__Work to do__
Please render the records as a JSON list of strings, one string for each line and blank lines omitted, starting at the first line of the records and stopping after the line that contains "59 58 L 124". Include only those lines.

——————

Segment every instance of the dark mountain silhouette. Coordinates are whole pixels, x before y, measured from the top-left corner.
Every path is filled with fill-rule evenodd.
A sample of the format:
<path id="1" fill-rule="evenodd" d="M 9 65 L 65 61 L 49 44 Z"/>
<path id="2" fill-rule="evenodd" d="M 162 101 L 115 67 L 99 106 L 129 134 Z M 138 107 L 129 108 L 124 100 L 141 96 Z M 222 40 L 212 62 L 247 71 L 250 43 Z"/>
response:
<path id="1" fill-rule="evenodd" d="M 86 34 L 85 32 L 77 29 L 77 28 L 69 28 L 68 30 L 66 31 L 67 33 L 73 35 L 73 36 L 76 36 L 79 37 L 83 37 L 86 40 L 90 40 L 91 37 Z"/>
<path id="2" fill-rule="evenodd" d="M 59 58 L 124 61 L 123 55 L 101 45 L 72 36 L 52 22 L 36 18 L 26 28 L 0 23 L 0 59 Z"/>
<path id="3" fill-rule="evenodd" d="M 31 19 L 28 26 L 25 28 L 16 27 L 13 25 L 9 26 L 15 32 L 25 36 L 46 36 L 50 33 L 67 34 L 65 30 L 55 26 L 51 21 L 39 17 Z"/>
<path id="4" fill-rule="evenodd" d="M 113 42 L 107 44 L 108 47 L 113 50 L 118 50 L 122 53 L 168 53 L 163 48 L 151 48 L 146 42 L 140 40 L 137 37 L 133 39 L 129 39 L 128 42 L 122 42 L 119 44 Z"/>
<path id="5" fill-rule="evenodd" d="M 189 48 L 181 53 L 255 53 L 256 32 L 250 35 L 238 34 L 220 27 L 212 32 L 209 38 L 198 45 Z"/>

——————

__The completed task__
[
  "Segment every instance of the dark mountain silhouette. Coordinates are whole pixels, x before y, measured from the top-left corner.",
  "Every path is filled with fill-rule evenodd.",
  "A sample of the format:",
  "<path id=\"1\" fill-rule=\"evenodd\" d=\"M 9 65 L 65 61 L 49 44 Z\"/>",
  "<path id=\"2\" fill-rule=\"evenodd\" d=\"M 162 101 L 115 67 L 99 106 L 129 134 Z M 138 107 L 129 108 L 124 100 L 141 96 Z M 222 40 L 212 62 L 247 71 L 250 43 Z\"/>",
  "response:",
  "<path id=\"1\" fill-rule=\"evenodd\" d=\"M 86 34 L 85 32 L 77 29 L 77 28 L 69 28 L 68 30 L 66 31 L 67 33 L 73 35 L 73 36 L 76 36 L 79 37 L 83 37 L 86 40 L 90 40 L 91 37 Z\"/>",
  "<path id=\"2\" fill-rule=\"evenodd\" d=\"M 59 58 L 124 61 L 123 55 L 101 45 L 72 36 L 52 22 L 36 18 L 26 28 L 0 23 L 0 59 Z\"/>"
]